> _Extracted text_:
Pick up the Debian netinst iso / the first Debian CD / the first Debian DVD.

You can install an entirely free system with no non-free components.

You can also install Debian without taking account of any recommends.

On (both) the Thinkpads in front of me, that would result in non-working wifi
but everything else would work. I could plug in one of a few wifi dongles
and have a fully free Debian.

On the Intel desktop machine away behind me I couldn't get hardware acceleration
on the Nvidia card - I could care less.

On a Cubietruck / Pine64 / Chip / Raspberry Pi / Pi3 - I couldn't get 
without non-free which I could get with Allwinner / Broadcom firmware. Debian
doesn't supply "non-free" components: in each case you're using firmware 
with the hardware. Without non-free firmware / forked kernels, all of the ARM 
we have is pretty much unusable. I'm hopeful that you can prove differently 

> But according to published documents I point to below, a popup might be
> quite simple to add but insufficient to allow Debian GNU/Linux to appear on
> the list of FSF Free System Distributions. I'll explain why I believe this
> to be true.
> In https://www.gnu.org/distros/common-distros.html we find the following
> objection, "Debian also provides a repository of nonfree software. According
> to the project, this software is "not part of the Debian system," but the
> repository is hosted on many of the project's main servers, and people can
> readily find these nonfree packages by browsing Debian's online package
> database and its wiki".
> John Sullivan went into more detail on the FSF's objection at Debconf2015:
> >So, in Debian's case, the lack of endorsement from us is primarily
> >because of the relationship between official Debian and unofficial
> >Debian -- the 'non-free' and 'contrib' repositories. And that
> >relationship to us seems too close for our comfort. There are spots in
> >the Debian infrastructure where those sections even though technically
> >separate are integrated very closely with main. So, for example, in
> >package searching, in 'recommends' and 'suggests' fields within packages
> >that are displayed to users. So even though, in Debian, we have an idea
> >that these are separate that's not always as clear to users on the
> >outside and they can end up being sometimes inadvertently or sometimes
> >just led to install nonfree components on top of the official
> >distribution.

> _Recorded information_:
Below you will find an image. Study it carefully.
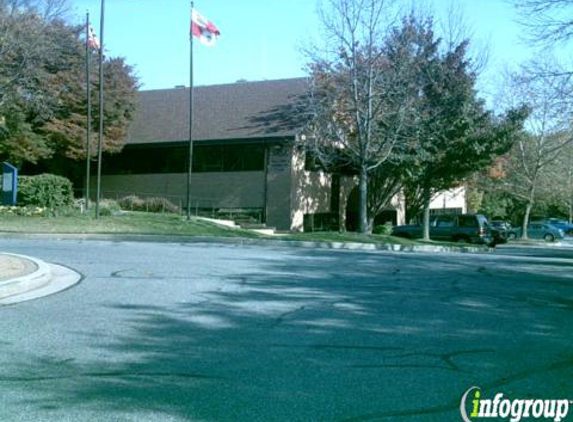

> _Challenges_:
#1 Answer these about the Debian text:
(a) On the Thinkpads, what would not work without non-free components?
(b) What could not be obtained on the Nvidia card in the Intel desktop machine?
(c) Which two repositories did John Sullivan name at Debconf2015?
#2 Can you go on with the Debian text from where it stops?
The data is separate from the Debian text.

> _The answers_:
#1
(a) The wifi.
(b) Hardware acceleration.
(c) The 'non-free' and 'contrib' repositories.

#2
> Source: 
> http://meetings-archive.debian.net/pub/debian-meetings/2015/debconf15/Debian_and_the_FSF_Ending_disagreements_by_solving_problems_at_the_source.webm
> (12m18s)

Where would you suggest that Debian point users with unusable hardware - note 
(_users_ not developers) ?

It's very clear on the website and in documentation back to 1994

www.debian.org/CD/netinst - no mention of non-free

https://www.debian.org/CD/faq#official - unofficial CDs may contain additional 
hardware drivers, or additional software packages not part of the archive.

> I believe the FSF is right to point out Debian's cognitive dissonance.
> Debian gets to:
> - host repos containing nonfree software,
> - include UI with pointers to said repos in the installed repo list,
> - list packages from the nonfree repos as alternatives to free software
> packages,
> - and also claim that these repos are somehow "not part of the Debian system"?
> I too believe that Debian is hosting nonfree software and integrating
> nonfree software with free software and this is indistinguishable from what
> other distros not listed do (such as Ubuntu's GNU/Linux).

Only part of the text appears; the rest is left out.